- GIVEN EXERCISE
Copy out all of the records below word for word, leaving out the pictures.

- SOURCE RECORDS
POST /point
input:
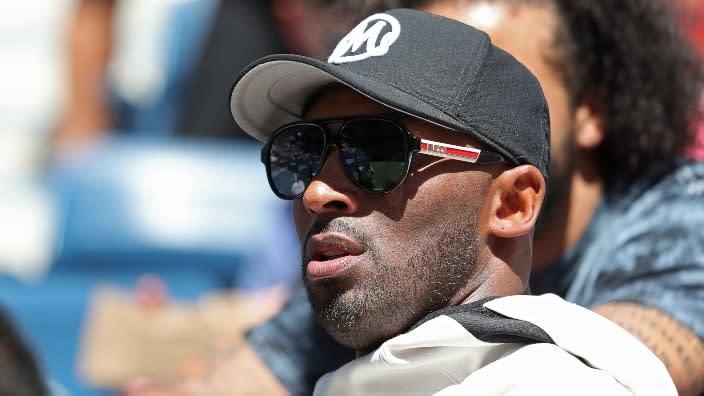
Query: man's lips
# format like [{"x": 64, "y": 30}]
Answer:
[{"x": 329, "y": 254}]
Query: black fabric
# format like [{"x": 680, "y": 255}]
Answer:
[
  {"x": 241, "y": 32},
  {"x": 490, "y": 326},
  {"x": 465, "y": 84}
]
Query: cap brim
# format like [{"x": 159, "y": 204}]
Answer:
[{"x": 273, "y": 91}]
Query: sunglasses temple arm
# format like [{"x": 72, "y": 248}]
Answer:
[{"x": 466, "y": 154}]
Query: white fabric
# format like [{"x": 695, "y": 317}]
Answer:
[{"x": 440, "y": 357}]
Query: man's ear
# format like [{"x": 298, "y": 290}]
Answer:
[
  {"x": 589, "y": 121},
  {"x": 517, "y": 196}
]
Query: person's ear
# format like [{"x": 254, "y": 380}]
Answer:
[
  {"x": 589, "y": 122},
  {"x": 517, "y": 196}
]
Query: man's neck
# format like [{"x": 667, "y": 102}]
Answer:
[{"x": 571, "y": 221}]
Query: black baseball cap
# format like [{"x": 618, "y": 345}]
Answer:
[{"x": 427, "y": 66}]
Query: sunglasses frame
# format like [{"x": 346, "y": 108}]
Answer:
[{"x": 413, "y": 145}]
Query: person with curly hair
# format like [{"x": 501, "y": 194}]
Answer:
[{"x": 621, "y": 227}]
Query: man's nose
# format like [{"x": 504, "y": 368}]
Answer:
[{"x": 331, "y": 191}]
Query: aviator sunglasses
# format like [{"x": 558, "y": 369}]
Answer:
[{"x": 374, "y": 151}]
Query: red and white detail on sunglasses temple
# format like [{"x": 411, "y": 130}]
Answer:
[{"x": 469, "y": 154}]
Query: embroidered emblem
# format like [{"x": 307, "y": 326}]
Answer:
[{"x": 378, "y": 32}]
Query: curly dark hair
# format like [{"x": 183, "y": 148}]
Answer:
[{"x": 631, "y": 54}]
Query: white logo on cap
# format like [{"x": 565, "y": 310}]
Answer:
[{"x": 368, "y": 32}]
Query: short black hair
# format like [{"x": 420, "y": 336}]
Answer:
[
  {"x": 630, "y": 54},
  {"x": 19, "y": 371}
]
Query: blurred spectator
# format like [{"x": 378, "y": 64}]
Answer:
[
  {"x": 19, "y": 372},
  {"x": 143, "y": 76},
  {"x": 690, "y": 14}
]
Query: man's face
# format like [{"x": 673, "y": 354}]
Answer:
[
  {"x": 374, "y": 264},
  {"x": 527, "y": 31}
]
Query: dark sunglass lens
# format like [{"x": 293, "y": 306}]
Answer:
[
  {"x": 374, "y": 153},
  {"x": 294, "y": 156}
]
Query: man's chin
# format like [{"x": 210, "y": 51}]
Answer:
[{"x": 344, "y": 316}]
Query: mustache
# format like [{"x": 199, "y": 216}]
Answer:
[{"x": 340, "y": 226}]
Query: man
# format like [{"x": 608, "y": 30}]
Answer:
[
  {"x": 603, "y": 242},
  {"x": 417, "y": 182},
  {"x": 19, "y": 372}
]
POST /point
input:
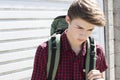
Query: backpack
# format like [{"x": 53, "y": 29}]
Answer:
[{"x": 58, "y": 26}]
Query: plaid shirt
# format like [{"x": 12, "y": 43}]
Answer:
[{"x": 70, "y": 66}]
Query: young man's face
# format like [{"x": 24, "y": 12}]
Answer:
[{"x": 79, "y": 30}]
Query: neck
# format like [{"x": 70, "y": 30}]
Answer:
[{"x": 74, "y": 45}]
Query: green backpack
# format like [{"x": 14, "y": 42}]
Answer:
[{"x": 58, "y": 26}]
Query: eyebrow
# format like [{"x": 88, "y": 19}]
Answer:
[{"x": 83, "y": 28}]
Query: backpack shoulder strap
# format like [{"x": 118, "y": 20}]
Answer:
[
  {"x": 53, "y": 56},
  {"x": 91, "y": 55}
]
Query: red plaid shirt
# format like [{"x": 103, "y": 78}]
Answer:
[{"x": 70, "y": 66}]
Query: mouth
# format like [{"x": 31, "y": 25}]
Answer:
[{"x": 81, "y": 40}]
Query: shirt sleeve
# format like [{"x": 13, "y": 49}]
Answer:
[
  {"x": 39, "y": 69},
  {"x": 101, "y": 63}
]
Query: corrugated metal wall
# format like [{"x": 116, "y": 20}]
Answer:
[{"x": 23, "y": 26}]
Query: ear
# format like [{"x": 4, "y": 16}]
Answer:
[{"x": 67, "y": 19}]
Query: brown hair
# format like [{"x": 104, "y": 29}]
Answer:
[{"x": 87, "y": 10}]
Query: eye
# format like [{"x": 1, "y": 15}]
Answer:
[{"x": 90, "y": 30}]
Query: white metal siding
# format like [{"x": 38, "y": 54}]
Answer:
[{"x": 23, "y": 26}]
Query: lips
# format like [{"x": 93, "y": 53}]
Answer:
[{"x": 81, "y": 40}]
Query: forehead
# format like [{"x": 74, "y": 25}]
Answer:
[{"x": 82, "y": 23}]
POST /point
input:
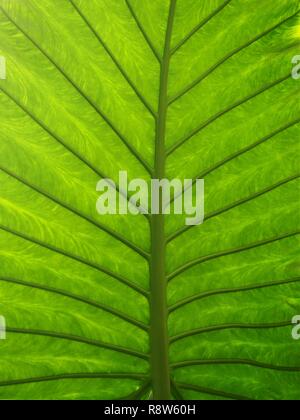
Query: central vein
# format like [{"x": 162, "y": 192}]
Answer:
[{"x": 159, "y": 339}]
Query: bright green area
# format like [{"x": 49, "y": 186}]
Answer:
[{"x": 81, "y": 102}]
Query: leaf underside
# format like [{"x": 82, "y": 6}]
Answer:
[{"x": 95, "y": 87}]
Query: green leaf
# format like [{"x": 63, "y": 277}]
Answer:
[{"x": 138, "y": 307}]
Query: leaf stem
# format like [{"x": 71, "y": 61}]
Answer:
[{"x": 158, "y": 281}]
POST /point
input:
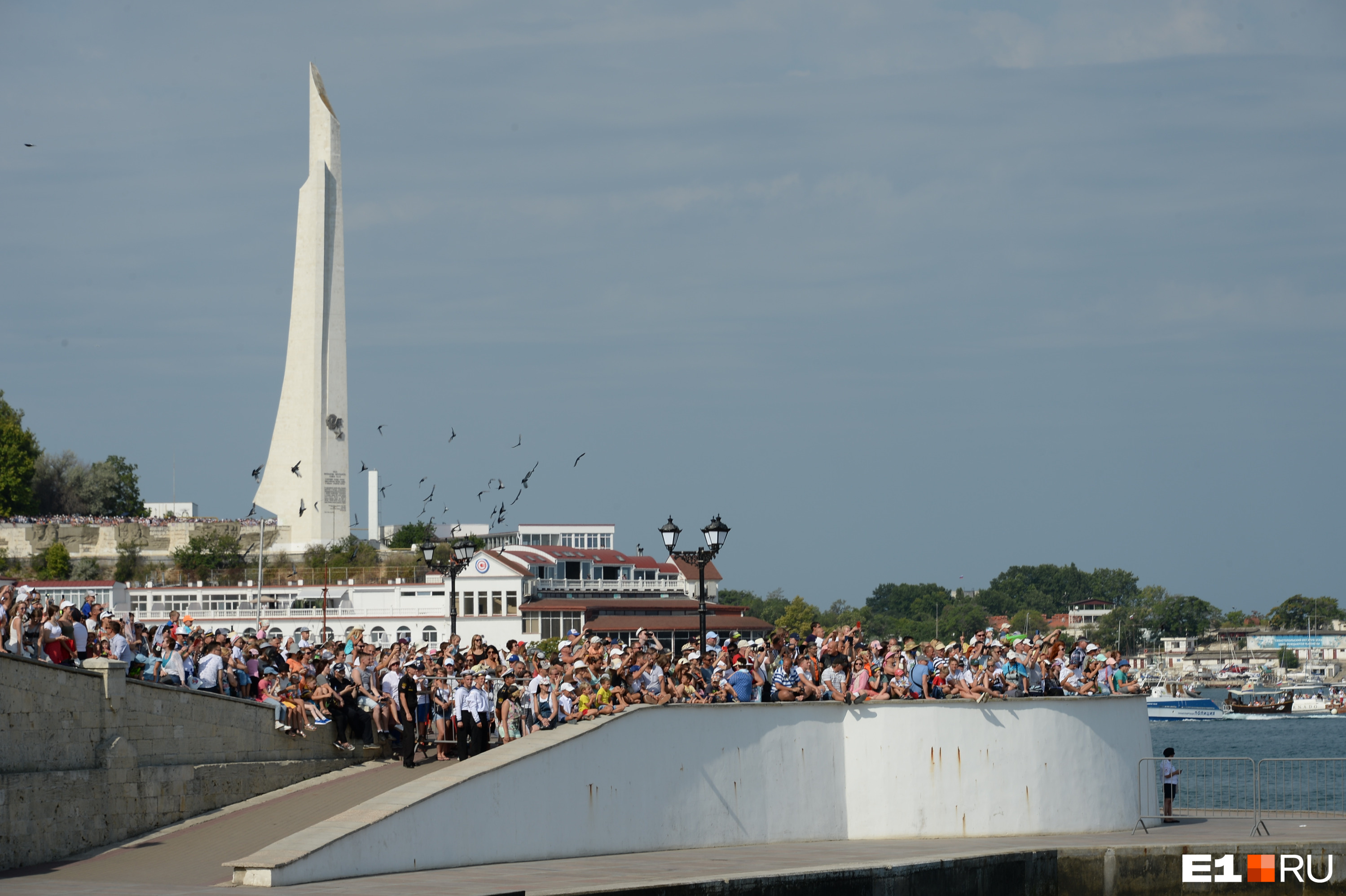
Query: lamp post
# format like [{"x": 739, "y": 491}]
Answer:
[
  {"x": 715, "y": 535},
  {"x": 463, "y": 551}
]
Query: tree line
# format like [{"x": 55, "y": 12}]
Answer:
[
  {"x": 40, "y": 483},
  {"x": 1027, "y": 597}
]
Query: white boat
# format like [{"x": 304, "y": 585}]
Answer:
[
  {"x": 1309, "y": 698},
  {"x": 1170, "y": 703}
]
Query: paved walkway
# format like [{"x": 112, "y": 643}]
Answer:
[
  {"x": 188, "y": 857},
  {"x": 188, "y": 861}
]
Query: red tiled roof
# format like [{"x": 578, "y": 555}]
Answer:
[
  {"x": 675, "y": 624},
  {"x": 40, "y": 583},
  {"x": 694, "y": 574}
]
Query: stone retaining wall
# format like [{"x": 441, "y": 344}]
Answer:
[{"x": 91, "y": 758}]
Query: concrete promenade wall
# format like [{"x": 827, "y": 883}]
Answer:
[
  {"x": 725, "y": 775},
  {"x": 89, "y": 759}
]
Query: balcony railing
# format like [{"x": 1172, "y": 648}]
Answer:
[{"x": 620, "y": 586}]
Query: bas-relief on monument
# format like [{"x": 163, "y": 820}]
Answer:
[{"x": 312, "y": 420}]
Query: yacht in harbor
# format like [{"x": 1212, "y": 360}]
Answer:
[{"x": 1170, "y": 701}]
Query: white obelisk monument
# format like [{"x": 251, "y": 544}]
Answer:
[{"x": 309, "y": 465}]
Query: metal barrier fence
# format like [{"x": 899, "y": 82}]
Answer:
[
  {"x": 1237, "y": 787},
  {"x": 1202, "y": 787},
  {"x": 1301, "y": 789}
]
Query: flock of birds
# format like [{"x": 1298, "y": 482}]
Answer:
[{"x": 497, "y": 514}]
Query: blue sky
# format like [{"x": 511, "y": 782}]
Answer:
[{"x": 906, "y": 292}]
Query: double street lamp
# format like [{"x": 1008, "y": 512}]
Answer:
[
  {"x": 715, "y": 535},
  {"x": 463, "y": 551}
]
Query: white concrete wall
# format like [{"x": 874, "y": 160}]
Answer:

- RESPONSE FOR THIS EXERCISE
POST /point
input:
Query: man's lips
# format like [{"x": 64, "y": 30}]
Answer:
[{"x": 329, "y": 254}]
Query: black fabric
# format like [{"x": 680, "y": 255}]
Answer:
[
  {"x": 241, "y": 32},
  {"x": 490, "y": 326},
  {"x": 465, "y": 84}
]
Query: cap brim
# format like [{"x": 159, "y": 204}]
Answer:
[{"x": 273, "y": 91}]
Query: sunglasses temple arm
# format like [{"x": 72, "y": 248}]
Answer:
[{"x": 466, "y": 154}]
Query: white fabric
# format like [{"x": 695, "y": 317}]
Answer:
[{"x": 440, "y": 357}]
Query: man's ear
# format like [{"x": 298, "y": 290}]
Answer:
[
  {"x": 589, "y": 121},
  {"x": 517, "y": 196}
]
Query: person's ear
# format like [{"x": 254, "y": 380}]
Answer:
[
  {"x": 589, "y": 122},
  {"x": 517, "y": 196}
]
Query: man's neck
# format like [{"x": 667, "y": 102}]
Answer:
[{"x": 571, "y": 221}]
Query: black baseball cap
# format like [{"x": 618, "y": 345}]
Answer:
[{"x": 427, "y": 66}]
Query: sunglasses frame
# format like [{"x": 346, "y": 108}]
Answer:
[{"x": 413, "y": 145}]
Query: person with curly hair
# format like [{"x": 501, "y": 194}]
Answer:
[{"x": 621, "y": 227}]
Query: man's nose
# format like [{"x": 504, "y": 368}]
Answer:
[{"x": 331, "y": 191}]
Query: aviator sunglasses
# format like [{"x": 558, "y": 369}]
Answer:
[{"x": 374, "y": 151}]
Query: red and white detail on sunglasses temple
# format like [{"x": 411, "y": 130}]
Answer:
[{"x": 469, "y": 154}]
Query: embroidered emblem
# format like [{"x": 307, "y": 326}]
Answer:
[{"x": 378, "y": 32}]
Query: curly dark hair
# format like [{"x": 183, "y": 148}]
Answer:
[{"x": 631, "y": 54}]
Query: white logo on cap
# format like [{"x": 565, "y": 310}]
Answer:
[{"x": 368, "y": 32}]
Query: short black hair
# format like [{"x": 420, "y": 336}]
Answer:
[
  {"x": 630, "y": 54},
  {"x": 19, "y": 371}
]
Query: blurred spectator
# format like [{"x": 378, "y": 64}]
Answer:
[
  {"x": 19, "y": 372},
  {"x": 143, "y": 76},
  {"x": 690, "y": 14}
]
Query: man's face
# format like [{"x": 673, "y": 354}]
Answer:
[
  {"x": 374, "y": 264},
  {"x": 527, "y": 31}
]
Query: dark sunglass lens
# format like [{"x": 293, "y": 306}]
Answer:
[
  {"x": 374, "y": 153},
  {"x": 294, "y": 156}
]
Query: man's chin
# format like [{"x": 210, "y": 51}]
Answer:
[{"x": 344, "y": 316}]
Query: mustache
# format like [{"x": 199, "y": 216}]
Answer:
[{"x": 340, "y": 226}]
Query: man
# format like [{"x": 608, "y": 30}]
Answer:
[
  {"x": 603, "y": 242},
  {"x": 417, "y": 182},
  {"x": 19, "y": 372}
]
POST /point
input:
Query: backpack
# format like [{"x": 53, "y": 29}]
Answer:
[{"x": 58, "y": 26}]
Query: plaid shirt
# format like [{"x": 12, "y": 43}]
Answer:
[{"x": 70, "y": 66}]
Query: young man's face
# format like [{"x": 24, "y": 12}]
Answer:
[{"x": 79, "y": 30}]
Query: neck
# format like [{"x": 70, "y": 30}]
Answer:
[{"x": 74, "y": 45}]
Query: green backpack
# format like [{"x": 14, "y": 42}]
Answer:
[{"x": 58, "y": 26}]
Query: eyebrow
# format like [{"x": 88, "y": 19}]
Answer:
[{"x": 83, "y": 28}]
Query: backpack shoulder strap
# format like [{"x": 118, "y": 20}]
Answer:
[
  {"x": 53, "y": 56},
  {"x": 91, "y": 55}
]
Query: red plaid shirt
# format like [{"x": 103, "y": 78}]
Answer:
[{"x": 70, "y": 66}]
Query: mouth
# format like [{"x": 31, "y": 25}]
Answer:
[{"x": 81, "y": 40}]
Query: shirt sleeve
# format like [{"x": 13, "y": 49}]
Answer:
[
  {"x": 39, "y": 69},
  {"x": 101, "y": 63}
]
Query: corrugated metal wall
# format like [{"x": 116, "y": 20}]
Answer:
[{"x": 23, "y": 26}]
Query: ear
# format like [{"x": 4, "y": 16}]
Answer:
[{"x": 67, "y": 19}]
Query: brown hair
# format like [{"x": 104, "y": 29}]
Answer:
[{"x": 87, "y": 10}]
Query: eye
# format like [{"x": 1, "y": 15}]
Answer:
[{"x": 90, "y": 30}]
Query: white metal siding
# format like [{"x": 38, "y": 54}]
Answer:
[{"x": 23, "y": 26}]
Query: lips
# format like [{"x": 93, "y": 53}]
Answer:
[{"x": 81, "y": 40}]
Query: forehead
# format like [{"x": 74, "y": 25}]
Answer:
[{"x": 82, "y": 23}]
POST /point
input:
Query: central vein
# format like [{"x": 162, "y": 192}]
Answer:
[{"x": 159, "y": 339}]
Query: bright green area
# format like [{"x": 49, "y": 186}]
Answer:
[{"x": 81, "y": 102}]
Query: leaf underside
# format like [{"x": 82, "y": 6}]
Answer:
[{"x": 95, "y": 87}]
Query: green leaf
# format like [{"x": 63, "y": 277}]
Answer:
[{"x": 138, "y": 307}]
Query: leaf stem
# format like [{"x": 71, "y": 61}]
Answer:
[{"x": 158, "y": 281}]
POST /point
input:
Query: lamp post
# format like [{"x": 739, "y": 491}]
Answer:
[
  {"x": 715, "y": 535},
  {"x": 463, "y": 551}
]
Query: tree line
# format like [{"x": 55, "y": 12}]
Answer:
[
  {"x": 40, "y": 483},
  {"x": 1027, "y": 597}
]
Query: white boat
# format like [{"x": 304, "y": 585}]
Answer:
[
  {"x": 1309, "y": 698},
  {"x": 1170, "y": 703}
]
Query: paved walkway
# format like [{"x": 112, "y": 643}]
Answer:
[
  {"x": 188, "y": 857},
  {"x": 188, "y": 861}
]
Query: red tiled roof
# format like [{"x": 578, "y": 555}]
Answer:
[
  {"x": 675, "y": 624},
  {"x": 40, "y": 583},
  {"x": 694, "y": 574}
]
Query: stone retaining wall
# format like [{"x": 441, "y": 344}]
Answer:
[{"x": 91, "y": 758}]
Query: concrete promenade wall
# format like [{"x": 827, "y": 883}]
Answer:
[
  {"x": 725, "y": 775},
  {"x": 89, "y": 759}
]
Query: balcony railing
# format like [{"x": 1172, "y": 648}]
Answer:
[{"x": 620, "y": 586}]
Query: bas-relief on monument
# format like [{"x": 163, "y": 820}]
Answer:
[{"x": 312, "y": 420}]
Query: yacht in harbor
# format like [{"x": 1212, "y": 360}]
Answer:
[{"x": 1170, "y": 701}]
Query: white obelisk monument
# format like [{"x": 251, "y": 544}]
Answer:
[{"x": 309, "y": 465}]
Query: metal barrier fence
# format like [{"x": 899, "y": 82}]
Answer:
[
  {"x": 1237, "y": 787},
  {"x": 1202, "y": 787},
  {"x": 1301, "y": 789}
]
Query: flock of birds
# format like [{"x": 1298, "y": 482}]
Answer:
[{"x": 497, "y": 514}]
Query: blue sky
# format like [{"x": 511, "y": 782}]
Answer:
[{"x": 906, "y": 292}]
Query: double street lamp
# format like [{"x": 1008, "y": 512}]
Answer:
[
  {"x": 715, "y": 535},
  {"x": 463, "y": 551}
]
Query: white concrete wall
# format like [{"x": 874, "y": 160}]
Answer:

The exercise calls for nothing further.